◆ Goal of the exercise ◆
Reproduce only the part of the records that opens with the line containing "[outline] soccer ball" and runs through the end of the records, both ends included, giving every line of it. Multiply each vertex coordinate by 2.05 and round to the nearest whole number, with halves rounded up.

++++ Data rows ++++

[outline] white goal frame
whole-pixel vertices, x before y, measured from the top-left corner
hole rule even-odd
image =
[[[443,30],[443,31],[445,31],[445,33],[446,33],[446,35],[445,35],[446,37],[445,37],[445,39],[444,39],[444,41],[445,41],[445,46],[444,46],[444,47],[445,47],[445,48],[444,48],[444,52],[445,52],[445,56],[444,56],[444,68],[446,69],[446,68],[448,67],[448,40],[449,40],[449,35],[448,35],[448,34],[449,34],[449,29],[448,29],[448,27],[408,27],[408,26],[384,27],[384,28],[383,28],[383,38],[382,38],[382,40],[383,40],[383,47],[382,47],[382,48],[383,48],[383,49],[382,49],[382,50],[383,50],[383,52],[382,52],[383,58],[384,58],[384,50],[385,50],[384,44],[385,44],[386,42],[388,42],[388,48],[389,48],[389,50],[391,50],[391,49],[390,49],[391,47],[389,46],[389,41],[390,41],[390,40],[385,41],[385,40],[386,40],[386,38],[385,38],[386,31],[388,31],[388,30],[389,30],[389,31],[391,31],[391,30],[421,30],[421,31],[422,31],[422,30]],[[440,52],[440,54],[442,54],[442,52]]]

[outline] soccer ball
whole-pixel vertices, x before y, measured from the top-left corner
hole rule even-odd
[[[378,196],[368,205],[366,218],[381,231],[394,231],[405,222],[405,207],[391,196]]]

++++

◆ Exercise solution ◆
[outline] soccer ball
whole-pixel vertices, x before y, measured from the top-left corner
hole rule even-odd
[[[775,402],[754,420],[750,447],[781,474],[808,474],[830,455],[830,424],[802,402]]]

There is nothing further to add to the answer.